§ Task to complete
Recast every line of the material below as a Markdown table, skipping blank lines, with a column named "Row" holding the row number and a column named "Line" holding the line.

Stored items
:::::

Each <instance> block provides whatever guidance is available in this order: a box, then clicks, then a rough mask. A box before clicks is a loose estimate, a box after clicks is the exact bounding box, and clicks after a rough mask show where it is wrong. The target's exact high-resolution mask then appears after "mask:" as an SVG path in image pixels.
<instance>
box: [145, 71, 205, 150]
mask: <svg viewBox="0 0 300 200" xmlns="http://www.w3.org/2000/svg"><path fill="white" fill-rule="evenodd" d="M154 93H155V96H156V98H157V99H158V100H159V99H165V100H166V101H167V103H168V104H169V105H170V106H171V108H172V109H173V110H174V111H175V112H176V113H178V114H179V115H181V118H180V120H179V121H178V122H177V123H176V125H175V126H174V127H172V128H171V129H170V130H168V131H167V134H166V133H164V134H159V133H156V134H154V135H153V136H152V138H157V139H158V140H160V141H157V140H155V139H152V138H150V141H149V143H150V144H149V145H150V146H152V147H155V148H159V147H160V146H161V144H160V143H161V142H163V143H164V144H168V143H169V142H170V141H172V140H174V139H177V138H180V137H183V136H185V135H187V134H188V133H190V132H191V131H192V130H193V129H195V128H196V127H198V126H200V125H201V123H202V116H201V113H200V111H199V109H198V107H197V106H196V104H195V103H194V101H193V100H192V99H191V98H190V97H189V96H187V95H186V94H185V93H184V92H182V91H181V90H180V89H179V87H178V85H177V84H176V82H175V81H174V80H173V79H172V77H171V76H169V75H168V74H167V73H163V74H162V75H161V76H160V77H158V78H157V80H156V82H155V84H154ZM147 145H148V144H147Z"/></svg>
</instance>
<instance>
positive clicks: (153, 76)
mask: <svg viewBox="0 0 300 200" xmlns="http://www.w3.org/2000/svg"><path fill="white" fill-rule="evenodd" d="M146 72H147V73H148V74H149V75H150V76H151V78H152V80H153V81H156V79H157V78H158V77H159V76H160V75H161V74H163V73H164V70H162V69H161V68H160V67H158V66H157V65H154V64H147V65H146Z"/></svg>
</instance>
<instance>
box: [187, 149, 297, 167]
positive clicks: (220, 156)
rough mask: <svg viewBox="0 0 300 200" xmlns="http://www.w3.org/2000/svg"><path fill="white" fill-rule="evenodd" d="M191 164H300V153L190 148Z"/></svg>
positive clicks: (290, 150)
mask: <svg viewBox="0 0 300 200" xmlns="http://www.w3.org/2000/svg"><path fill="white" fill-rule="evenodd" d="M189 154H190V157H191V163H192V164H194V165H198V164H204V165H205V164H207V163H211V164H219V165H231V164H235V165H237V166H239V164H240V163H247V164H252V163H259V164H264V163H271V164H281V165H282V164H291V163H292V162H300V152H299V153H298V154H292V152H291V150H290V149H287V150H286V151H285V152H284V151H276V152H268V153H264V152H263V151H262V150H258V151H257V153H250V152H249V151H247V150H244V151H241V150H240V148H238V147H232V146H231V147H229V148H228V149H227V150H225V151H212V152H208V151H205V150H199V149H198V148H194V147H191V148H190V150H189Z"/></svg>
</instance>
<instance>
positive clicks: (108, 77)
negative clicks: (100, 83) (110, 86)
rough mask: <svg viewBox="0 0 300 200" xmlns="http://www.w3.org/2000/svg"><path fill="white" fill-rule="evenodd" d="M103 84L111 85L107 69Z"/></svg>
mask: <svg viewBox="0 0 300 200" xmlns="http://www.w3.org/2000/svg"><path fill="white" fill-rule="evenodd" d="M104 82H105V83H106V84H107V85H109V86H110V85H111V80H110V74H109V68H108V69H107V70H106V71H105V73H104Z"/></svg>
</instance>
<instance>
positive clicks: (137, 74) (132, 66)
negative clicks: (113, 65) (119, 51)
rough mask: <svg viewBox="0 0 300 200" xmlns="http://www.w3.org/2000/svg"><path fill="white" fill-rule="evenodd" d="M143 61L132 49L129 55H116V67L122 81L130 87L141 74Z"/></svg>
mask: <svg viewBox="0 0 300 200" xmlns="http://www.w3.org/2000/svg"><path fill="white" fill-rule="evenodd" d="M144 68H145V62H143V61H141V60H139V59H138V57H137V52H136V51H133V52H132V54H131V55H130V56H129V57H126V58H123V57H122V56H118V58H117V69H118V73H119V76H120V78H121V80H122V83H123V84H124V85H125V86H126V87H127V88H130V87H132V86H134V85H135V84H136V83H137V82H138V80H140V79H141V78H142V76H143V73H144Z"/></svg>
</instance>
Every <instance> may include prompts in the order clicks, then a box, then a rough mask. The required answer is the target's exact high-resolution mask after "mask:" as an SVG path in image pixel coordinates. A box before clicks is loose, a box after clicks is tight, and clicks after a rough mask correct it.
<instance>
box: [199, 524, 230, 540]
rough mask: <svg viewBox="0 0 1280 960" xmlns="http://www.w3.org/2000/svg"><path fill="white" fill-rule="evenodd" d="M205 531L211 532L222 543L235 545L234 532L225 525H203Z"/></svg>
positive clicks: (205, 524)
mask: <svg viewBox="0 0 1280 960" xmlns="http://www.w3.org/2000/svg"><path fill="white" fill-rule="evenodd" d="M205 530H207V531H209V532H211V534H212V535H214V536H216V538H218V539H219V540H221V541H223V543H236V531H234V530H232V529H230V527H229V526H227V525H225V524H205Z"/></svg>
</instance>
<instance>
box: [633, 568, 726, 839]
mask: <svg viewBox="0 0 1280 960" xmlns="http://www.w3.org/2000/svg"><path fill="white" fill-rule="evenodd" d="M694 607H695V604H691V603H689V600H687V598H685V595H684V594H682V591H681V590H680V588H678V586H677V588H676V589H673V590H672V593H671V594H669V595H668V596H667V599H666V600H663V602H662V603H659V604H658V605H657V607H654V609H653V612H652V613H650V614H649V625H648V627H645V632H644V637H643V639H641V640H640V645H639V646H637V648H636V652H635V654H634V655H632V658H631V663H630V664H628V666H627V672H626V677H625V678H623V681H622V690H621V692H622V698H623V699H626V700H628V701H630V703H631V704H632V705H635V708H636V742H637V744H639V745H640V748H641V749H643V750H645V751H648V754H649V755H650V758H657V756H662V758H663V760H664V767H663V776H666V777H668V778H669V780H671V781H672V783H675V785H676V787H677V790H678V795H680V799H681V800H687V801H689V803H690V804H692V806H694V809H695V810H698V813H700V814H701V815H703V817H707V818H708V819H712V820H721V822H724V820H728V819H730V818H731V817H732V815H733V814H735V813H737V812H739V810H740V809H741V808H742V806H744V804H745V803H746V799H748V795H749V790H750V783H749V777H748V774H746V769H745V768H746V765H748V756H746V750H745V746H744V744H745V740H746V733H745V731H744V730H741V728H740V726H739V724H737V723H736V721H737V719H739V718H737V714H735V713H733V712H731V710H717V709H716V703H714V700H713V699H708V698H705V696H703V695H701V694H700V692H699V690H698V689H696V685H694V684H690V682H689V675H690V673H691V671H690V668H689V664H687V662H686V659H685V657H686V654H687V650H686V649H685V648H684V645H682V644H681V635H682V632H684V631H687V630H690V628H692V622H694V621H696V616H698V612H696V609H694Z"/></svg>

:::::

§ Your response
| Row | Line |
|---|---|
| 1 | Each <instance> block provides whatever guidance is available in this order: a box, then clicks, then a rough mask. A box before clicks is a loose estimate, a box after clicks is the exact bounding box, and clicks after a rough mask show where it is wrong. The target's exact high-resolution mask then appears after "mask:" as an SVG path in image pixels. |
| 2 | <instance> |
| 3 | box: [145, 71, 205, 150] |
| 4 | mask: <svg viewBox="0 0 300 200" xmlns="http://www.w3.org/2000/svg"><path fill="white" fill-rule="evenodd" d="M154 93H155V96H156V98H157V99H158V100H159V99H165V100H166V101H167V103H168V104H169V105H170V106H171V108H172V109H173V110H174V111H175V112H176V113H178V114H179V115H181V118H180V120H179V121H178V122H177V123H176V125H175V126H174V127H172V128H171V129H170V130H168V131H167V134H166V133H164V134H159V133H156V134H154V135H153V136H152V138H157V139H158V140H160V141H157V140H155V139H152V138H150V141H149V143H150V144H149V145H150V146H152V147H155V148H159V147H160V146H161V144H160V143H161V142H163V143H164V144H168V143H169V142H170V141H172V140H174V139H177V138H180V137H183V136H185V135H187V134H188V133H190V132H191V131H192V130H193V129H195V128H196V127H198V126H200V125H201V123H202V116H201V113H200V111H199V109H198V107H197V106H196V104H195V103H194V101H193V100H192V99H191V98H190V97H189V96H187V95H186V94H185V93H184V92H182V91H181V90H180V89H179V87H178V85H177V84H176V82H175V81H174V80H173V79H172V77H171V76H169V75H168V74H167V73H163V74H162V75H161V76H160V77H158V78H157V80H156V82H155V84H154ZM147 145H148V144H147Z"/></svg> |
| 5 | </instance> |
| 6 | <instance> |
| 7 | positive clicks: (153, 76) |
| 8 | mask: <svg viewBox="0 0 300 200" xmlns="http://www.w3.org/2000/svg"><path fill="white" fill-rule="evenodd" d="M146 72H147V73H148V74H149V75H150V76H151V78H152V80H153V81H156V79H157V78H158V77H159V76H160V75H161V74H163V73H164V70H162V69H161V68H160V67H158V66H157V65H154V64H147V65H146Z"/></svg> |
| 9 | </instance> |
| 10 | <instance> |
| 11 | box: [187, 149, 297, 167] |
| 12 | positive clicks: (220, 156) |
| 13 | rough mask: <svg viewBox="0 0 300 200" xmlns="http://www.w3.org/2000/svg"><path fill="white" fill-rule="evenodd" d="M191 164H300V153L190 148Z"/></svg> |
| 14 | positive clicks: (290, 150) |
| 15 | mask: <svg viewBox="0 0 300 200" xmlns="http://www.w3.org/2000/svg"><path fill="white" fill-rule="evenodd" d="M189 154H190V157H191V163H192V164H194V165H198V164H204V165H205V164H207V163H211V164H219V165H231V164H235V165H237V166H239V164H240V163H247V164H252V163H259V164H264V163H271V164H281V165H282V164H291V163H292V162H300V152H299V153H298V154H292V152H291V150H290V149H287V150H286V151H285V152H284V151H276V152H268V153H264V152H263V151H262V150H258V151H257V153H250V152H249V151H247V150H244V151H241V150H240V148H238V147H232V146H231V147H229V148H228V149H227V150H225V151H212V152H208V151H205V150H199V149H198V148H194V147H191V148H190V150H189Z"/></svg> |
| 16 | </instance> |
| 17 | <instance> |
| 18 | positive clicks: (108, 77) |
| 19 | negative clicks: (100, 83) (110, 86) |
| 20 | rough mask: <svg viewBox="0 0 300 200" xmlns="http://www.w3.org/2000/svg"><path fill="white" fill-rule="evenodd" d="M103 84L111 85L107 69Z"/></svg> |
| 21 | mask: <svg viewBox="0 0 300 200" xmlns="http://www.w3.org/2000/svg"><path fill="white" fill-rule="evenodd" d="M104 82H105V83H106V84H107V85H109V86H110V85H111V80H110V74H109V68H108V69H107V70H106V71H105V73H104Z"/></svg> |
| 22 | </instance> |
| 23 | <instance> |
| 24 | positive clicks: (137, 74) (132, 66) |
| 25 | negative clicks: (113, 65) (119, 51) |
| 26 | rough mask: <svg viewBox="0 0 300 200" xmlns="http://www.w3.org/2000/svg"><path fill="white" fill-rule="evenodd" d="M143 61L132 49L129 55H116V67L122 81L130 87L141 74Z"/></svg> |
| 27 | mask: <svg viewBox="0 0 300 200" xmlns="http://www.w3.org/2000/svg"><path fill="white" fill-rule="evenodd" d="M144 68H145V62H143V61H141V60H139V59H138V57H137V52H136V51H133V52H132V54H131V55H130V56H129V57H126V58H123V57H122V56H118V58H117V69H118V73H119V76H120V78H121V80H122V83H123V84H124V85H125V86H126V87H127V88H130V87H132V86H134V85H135V84H136V83H137V82H138V80H140V79H141V78H142V76H143V73H144Z"/></svg> |
| 28 | </instance> |
| 29 | Every <instance> may include prompts in the order clicks, then a box, then a rough mask. The required answer is the target's exact high-resolution mask after "mask:" as an SVG path in image pixel coordinates. A box before clicks is loose, a box after clicks is tight, and clicks after a rough mask correct it. |
| 30 | <instance> |
| 31 | box: [199, 524, 230, 540] |
| 32 | rough mask: <svg viewBox="0 0 1280 960" xmlns="http://www.w3.org/2000/svg"><path fill="white" fill-rule="evenodd" d="M205 531L211 532L222 543L235 545L234 532L225 525H203Z"/></svg> |
| 33 | positive clicks: (205, 524) |
| 34 | mask: <svg viewBox="0 0 1280 960" xmlns="http://www.w3.org/2000/svg"><path fill="white" fill-rule="evenodd" d="M205 530H207V531H209V532H211V534H212V535H214V536H216V538H218V539H219V540H221V541H223V543H236V531H234V530H232V529H230V527H229V526H227V525H225V524H205Z"/></svg> |
| 35 | </instance> |
| 36 | <instance> |
| 37 | box: [633, 568, 726, 839] |
| 38 | mask: <svg viewBox="0 0 1280 960" xmlns="http://www.w3.org/2000/svg"><path fill="white" fill-rule="evenodd" d="M694 607H695V604H691V603H689V600H687V598H685V595H684V594H682V591H681V590H680V588H678V586H677V588H676V589H673V590H672V593H671V594H669V595H668V596H667V599H666V600H663V602H662V603H659V604H658V605H657V607H654V609H653V612H652V613H650V614H649V625H648V627H645V632H644V637H643V639H641V640H640V645H639V646H637V648H636V652H635V654H634V655H632V658H631V663H630V664H628V666H627V672H626V677H625V678H623V681H622V690H621V692H622V698H623V699H626V700H628V701H630V703H631V704H632V705H635V708H636V742H637V744H639V745H640V748H641V749H643V750H645V751H648V754H649V755H650V758H657V756H662V758H663V760H664V767H663V776H666V777H668V778H669V780H671V781H672V783H675V785H676V787H677V790H678V795H680V799H681V800H687V801H689V803H690V804H692V806H694V809H695V810H698V813H700V814H701V815H703V817H707V818H708V819H712V820H721V822H724V820H728V819H730V818H731V817H732V815H733V814H735V813H737V812H739V810H740V809H741V808H742V806H744V804H745V803H746V799H748V795H749V790H750V783H749V777H748V774H746V769H745V768H746V765H748V756H746V750H745V746H744V744H745V740H746V733H745V731H744V730H741V728H740V726H739V724H737V723H736V721H737V719H739V718H737V714H735V713H733V712H731V710H717V709H716V703H714V700H713V699H708V698H705V696H703V695H701V694H700V692H699V690H698V689H696V685H694V684H690V682H689V675H690V673H691V671H690V668H689V664H687V662H686V659H685V657H686V654H687V650H686V649H685V648H684V645H682V644H681V635H682V632H684V631H687V630H690V628H692V622H694V621H696V616H698V612H696V609H694Z"/></svg> |